-- Data shown follows --
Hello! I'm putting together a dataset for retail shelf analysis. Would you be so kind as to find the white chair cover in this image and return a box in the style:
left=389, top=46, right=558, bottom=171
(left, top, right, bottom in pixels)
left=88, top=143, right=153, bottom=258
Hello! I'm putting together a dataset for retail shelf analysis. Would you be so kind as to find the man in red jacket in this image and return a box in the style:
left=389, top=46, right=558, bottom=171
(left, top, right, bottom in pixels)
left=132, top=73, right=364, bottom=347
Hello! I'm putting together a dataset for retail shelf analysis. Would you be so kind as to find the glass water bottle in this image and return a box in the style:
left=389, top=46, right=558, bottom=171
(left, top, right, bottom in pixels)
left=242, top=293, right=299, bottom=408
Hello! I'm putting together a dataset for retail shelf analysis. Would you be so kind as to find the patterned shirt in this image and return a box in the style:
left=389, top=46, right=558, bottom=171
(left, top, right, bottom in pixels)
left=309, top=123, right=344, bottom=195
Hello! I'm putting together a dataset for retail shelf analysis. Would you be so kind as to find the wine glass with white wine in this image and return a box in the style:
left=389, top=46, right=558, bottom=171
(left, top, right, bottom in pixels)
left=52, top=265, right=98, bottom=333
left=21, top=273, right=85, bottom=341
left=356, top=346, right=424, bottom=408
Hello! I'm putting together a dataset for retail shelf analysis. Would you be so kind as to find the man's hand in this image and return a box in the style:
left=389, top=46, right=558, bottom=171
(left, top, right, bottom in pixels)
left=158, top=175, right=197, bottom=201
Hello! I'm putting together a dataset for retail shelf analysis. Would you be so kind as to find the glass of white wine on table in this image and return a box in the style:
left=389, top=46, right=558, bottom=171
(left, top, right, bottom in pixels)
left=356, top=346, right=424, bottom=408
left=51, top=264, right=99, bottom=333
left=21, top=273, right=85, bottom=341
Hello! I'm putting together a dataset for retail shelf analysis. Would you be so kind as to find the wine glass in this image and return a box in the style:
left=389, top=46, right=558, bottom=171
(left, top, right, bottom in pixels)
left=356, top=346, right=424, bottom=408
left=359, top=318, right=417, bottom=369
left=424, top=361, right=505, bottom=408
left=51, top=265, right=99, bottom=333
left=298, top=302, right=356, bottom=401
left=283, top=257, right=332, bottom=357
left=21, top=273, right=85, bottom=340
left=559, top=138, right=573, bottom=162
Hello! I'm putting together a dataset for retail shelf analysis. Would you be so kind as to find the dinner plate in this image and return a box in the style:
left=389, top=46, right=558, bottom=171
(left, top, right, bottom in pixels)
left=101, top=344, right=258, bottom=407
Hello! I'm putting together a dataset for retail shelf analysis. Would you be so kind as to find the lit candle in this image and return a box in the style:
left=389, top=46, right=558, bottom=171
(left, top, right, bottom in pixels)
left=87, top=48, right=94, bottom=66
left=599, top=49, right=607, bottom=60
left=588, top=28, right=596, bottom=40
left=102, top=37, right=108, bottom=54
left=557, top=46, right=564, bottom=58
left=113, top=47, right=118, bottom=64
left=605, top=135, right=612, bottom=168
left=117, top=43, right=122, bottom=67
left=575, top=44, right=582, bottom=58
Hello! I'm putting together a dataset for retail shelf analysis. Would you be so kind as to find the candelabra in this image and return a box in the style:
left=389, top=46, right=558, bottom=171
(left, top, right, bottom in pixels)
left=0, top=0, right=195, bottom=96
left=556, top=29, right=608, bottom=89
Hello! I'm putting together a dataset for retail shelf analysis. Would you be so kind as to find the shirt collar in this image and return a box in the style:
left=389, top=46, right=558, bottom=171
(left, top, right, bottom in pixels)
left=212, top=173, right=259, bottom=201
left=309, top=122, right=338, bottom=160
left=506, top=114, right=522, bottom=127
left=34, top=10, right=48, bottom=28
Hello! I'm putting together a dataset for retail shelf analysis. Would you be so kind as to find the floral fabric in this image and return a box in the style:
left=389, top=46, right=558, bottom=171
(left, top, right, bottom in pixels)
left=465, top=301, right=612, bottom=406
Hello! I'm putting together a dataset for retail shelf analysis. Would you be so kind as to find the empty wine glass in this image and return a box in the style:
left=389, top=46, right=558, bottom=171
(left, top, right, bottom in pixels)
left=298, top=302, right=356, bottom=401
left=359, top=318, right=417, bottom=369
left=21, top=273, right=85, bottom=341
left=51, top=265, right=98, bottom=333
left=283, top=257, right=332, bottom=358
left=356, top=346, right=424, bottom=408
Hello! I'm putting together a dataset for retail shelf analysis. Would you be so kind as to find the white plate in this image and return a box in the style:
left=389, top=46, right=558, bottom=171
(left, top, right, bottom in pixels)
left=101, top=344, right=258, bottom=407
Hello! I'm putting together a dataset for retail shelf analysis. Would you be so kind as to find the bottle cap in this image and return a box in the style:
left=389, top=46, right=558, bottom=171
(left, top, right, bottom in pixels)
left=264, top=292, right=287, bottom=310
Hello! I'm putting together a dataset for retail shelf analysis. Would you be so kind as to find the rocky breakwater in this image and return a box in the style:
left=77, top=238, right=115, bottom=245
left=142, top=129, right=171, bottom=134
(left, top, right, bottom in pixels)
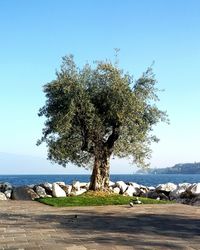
left=0, top=180, right=200, bottom=206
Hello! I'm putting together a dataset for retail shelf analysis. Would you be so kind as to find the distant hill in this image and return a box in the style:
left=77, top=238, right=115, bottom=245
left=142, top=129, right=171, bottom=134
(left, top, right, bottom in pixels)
left=136, top=162, right=200, bottom=174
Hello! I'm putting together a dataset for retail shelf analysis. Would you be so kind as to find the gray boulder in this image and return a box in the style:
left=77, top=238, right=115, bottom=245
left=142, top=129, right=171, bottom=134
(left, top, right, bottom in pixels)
left=128, top=182, right=141, bottom=189
left=139, top=185, right=149, bottom=195
left=3, top=182, right=13, bottom=191
left=148, top=186, right=155, bottom=191
left=169, top=183, right=190, bottom=199
left=35, top=186, right=47, bottom=198
left=156, top=183, right=177, bottom=194
left=146, top=190, right=169, bottom=200
left=0, top=183, right=4, bottom=192
left=4, top=190, right=12, bottom=199
left=146, top=191, right=160, bottom=199
left=186, top=183, right=200, bottom=196
left=113, top=187, right=120, bottom=194
left=124, top=185, right=140, bottom=196
left=52, top=183, right=66, bottom=197
left=79, top=182, right=89, bottom=189
left=180, top=191, right=192, bottom=199
left=12, top=186, right=39, bottom=200
left=190, top=195, right=200, bottom=206
left=176, top=197, right=191, bottom=204
left=0, top=192, right=7, bottom=200
left=72, top=188, right=87, bottom=196
left=158, top=192, right=169, bottom=200
left=109, top=181, right=116, bottom=188
left=59, top=184, right=72, bottom=195
left=72, top=181, right=81, bottom=191
left=115, top=181, right=128, bottom=193
left=0, top=182, right=12, bottom=192
left=56, top=181, right=65, bottom=186
left=40, top=182, right=53, bottom=195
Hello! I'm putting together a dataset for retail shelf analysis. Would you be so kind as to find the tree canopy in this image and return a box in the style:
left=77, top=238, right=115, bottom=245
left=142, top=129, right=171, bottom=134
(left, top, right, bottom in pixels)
left=38, top=55, right=167, bottom=190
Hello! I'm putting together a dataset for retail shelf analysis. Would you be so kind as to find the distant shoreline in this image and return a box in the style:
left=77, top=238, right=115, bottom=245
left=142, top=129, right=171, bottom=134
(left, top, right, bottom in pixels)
left=137, top=163, right=200, bottom=174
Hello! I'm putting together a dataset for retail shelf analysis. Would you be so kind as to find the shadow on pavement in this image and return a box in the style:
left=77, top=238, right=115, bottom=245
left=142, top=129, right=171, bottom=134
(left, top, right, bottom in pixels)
left=1, top=208, right=200, bottom=249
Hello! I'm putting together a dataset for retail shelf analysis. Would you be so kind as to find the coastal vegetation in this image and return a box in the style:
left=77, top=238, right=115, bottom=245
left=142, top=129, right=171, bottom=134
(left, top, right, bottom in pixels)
left=38, top=54, right=167, bottom=191
left=37, top=192, right=172, bottom=207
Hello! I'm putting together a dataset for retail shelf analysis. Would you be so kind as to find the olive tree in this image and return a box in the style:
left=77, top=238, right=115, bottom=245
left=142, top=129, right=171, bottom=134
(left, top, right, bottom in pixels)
left=38, top=55, right=167, bottom=190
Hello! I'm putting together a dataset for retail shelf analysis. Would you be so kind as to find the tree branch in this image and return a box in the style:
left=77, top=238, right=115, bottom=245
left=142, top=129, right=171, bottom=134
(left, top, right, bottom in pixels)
left=105, top=126, right=120, bottom=149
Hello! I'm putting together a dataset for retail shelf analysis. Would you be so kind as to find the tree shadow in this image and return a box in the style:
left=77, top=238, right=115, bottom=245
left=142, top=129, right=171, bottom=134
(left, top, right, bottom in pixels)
left=0, top=208, right=200, bottom=249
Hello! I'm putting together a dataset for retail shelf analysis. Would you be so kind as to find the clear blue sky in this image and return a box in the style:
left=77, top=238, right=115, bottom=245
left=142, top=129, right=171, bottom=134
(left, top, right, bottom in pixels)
left=0, top=0, right=200, bottom=174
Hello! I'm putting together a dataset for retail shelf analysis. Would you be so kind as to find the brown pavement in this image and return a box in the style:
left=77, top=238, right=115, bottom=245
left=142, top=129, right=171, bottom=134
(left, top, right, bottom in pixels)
left=0, top=201, right=199, bottom=250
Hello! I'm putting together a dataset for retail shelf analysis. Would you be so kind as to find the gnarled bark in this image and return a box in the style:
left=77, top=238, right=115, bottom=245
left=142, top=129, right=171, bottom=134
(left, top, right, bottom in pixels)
left=89, top=126, right=119, bottom=191
left=89, top=153, right=110, bottom=191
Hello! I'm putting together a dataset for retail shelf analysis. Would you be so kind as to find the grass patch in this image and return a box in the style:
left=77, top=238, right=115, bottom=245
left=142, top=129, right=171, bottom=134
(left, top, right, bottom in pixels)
left=37, top=191, right=174, bottom=207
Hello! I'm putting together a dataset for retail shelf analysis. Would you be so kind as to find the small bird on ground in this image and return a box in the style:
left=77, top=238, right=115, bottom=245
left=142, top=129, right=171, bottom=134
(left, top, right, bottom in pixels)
left=129, top=202, right=134, bottom=207
left=129, top=197, right=142, bottom=207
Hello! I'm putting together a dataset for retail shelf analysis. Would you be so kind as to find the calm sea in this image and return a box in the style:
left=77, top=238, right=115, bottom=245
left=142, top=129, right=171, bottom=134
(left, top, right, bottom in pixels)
left=0, top=174, right=200, bottom=187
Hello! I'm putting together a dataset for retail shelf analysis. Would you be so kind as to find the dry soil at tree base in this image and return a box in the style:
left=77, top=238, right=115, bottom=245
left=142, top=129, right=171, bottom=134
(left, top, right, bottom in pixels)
left=0, top=201, right=199, bottom=249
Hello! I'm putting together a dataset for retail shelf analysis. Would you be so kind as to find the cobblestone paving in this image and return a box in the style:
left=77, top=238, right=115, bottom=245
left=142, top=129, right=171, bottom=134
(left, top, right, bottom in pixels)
left=0, top=201, right=199, bottom=249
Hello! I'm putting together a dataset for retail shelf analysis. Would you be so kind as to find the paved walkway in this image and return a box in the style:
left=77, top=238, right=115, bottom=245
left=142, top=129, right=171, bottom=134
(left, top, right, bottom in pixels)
left=0, top=201, right=199, bottom=249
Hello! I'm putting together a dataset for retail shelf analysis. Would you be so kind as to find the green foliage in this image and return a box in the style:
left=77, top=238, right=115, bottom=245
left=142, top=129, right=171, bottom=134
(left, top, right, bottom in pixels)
left=38, top=54, right=167, bottom=169
left=37, top=193, right=173, bottom=207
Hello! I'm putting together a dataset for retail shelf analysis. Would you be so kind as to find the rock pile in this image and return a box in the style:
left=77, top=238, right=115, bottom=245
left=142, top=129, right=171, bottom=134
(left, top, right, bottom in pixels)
left=0, top=180, right=200, bottom=205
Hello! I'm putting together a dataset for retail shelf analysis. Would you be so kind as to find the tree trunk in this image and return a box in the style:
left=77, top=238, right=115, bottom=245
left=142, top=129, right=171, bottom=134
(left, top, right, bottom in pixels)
left=89, top=152, right=110, bottom=191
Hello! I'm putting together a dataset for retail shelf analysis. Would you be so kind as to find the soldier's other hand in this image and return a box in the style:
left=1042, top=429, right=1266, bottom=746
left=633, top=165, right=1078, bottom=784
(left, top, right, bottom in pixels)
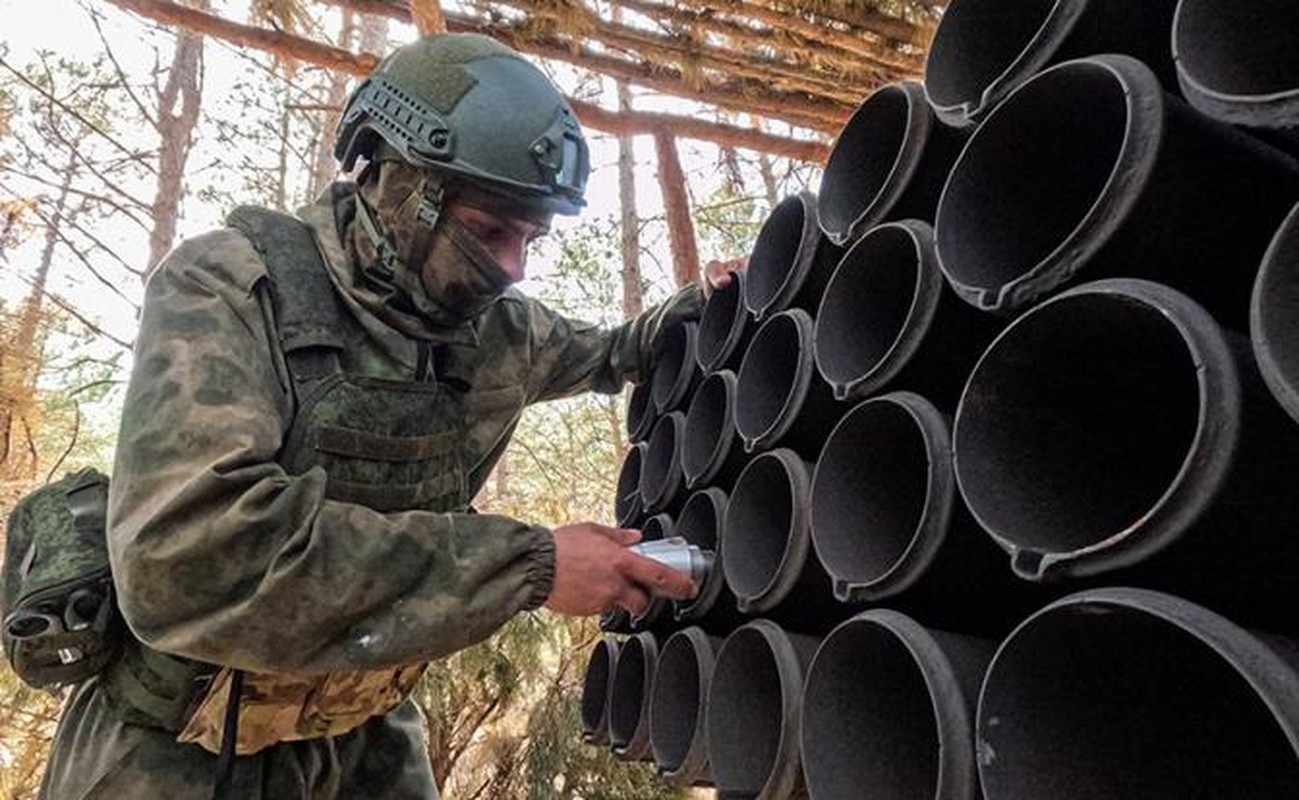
left=703, top=256, right=748, bottom=298
left=543, top=522, right=697, bottom=618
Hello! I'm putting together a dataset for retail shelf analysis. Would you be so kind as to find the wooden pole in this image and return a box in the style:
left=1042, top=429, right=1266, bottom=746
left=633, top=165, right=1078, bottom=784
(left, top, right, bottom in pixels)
left=409, top=0, right=446, bottom=35
left=654, top=132, right=700, bottom=289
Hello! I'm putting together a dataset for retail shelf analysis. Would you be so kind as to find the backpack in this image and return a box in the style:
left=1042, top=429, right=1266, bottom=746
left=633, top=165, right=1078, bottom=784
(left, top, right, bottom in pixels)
left=2, top=468, right=121, bottom=687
-- Data shown concluded --
What to do
Copy, from the lines above, each one that holds "glass".

Exercise output
Hello! I'm putting together a dataset for retail shelf analysis. Would you be so kind as to find the glass water bottle in this image and return a box in the style:
Hello! I'm putting together a dataset for retail shelf analysis. Would you be so kind as to find the wine glass with white wine in this image and return a box in the style:
Hello! I'm putting together a dataset for retail shelf analysis. Would you be so kind as to find the glass of white wine on table in this image and return a box in the style:
Hello! I'm putting together a dataset for retail shelf analysis. Would you be so kind as to find the wine glass in this image and return a box in the style:
Hello! I'm putting together a dataset for retail shelf analysis. Would you be so kind as to find the empty wine glass in this image and return a box in the style:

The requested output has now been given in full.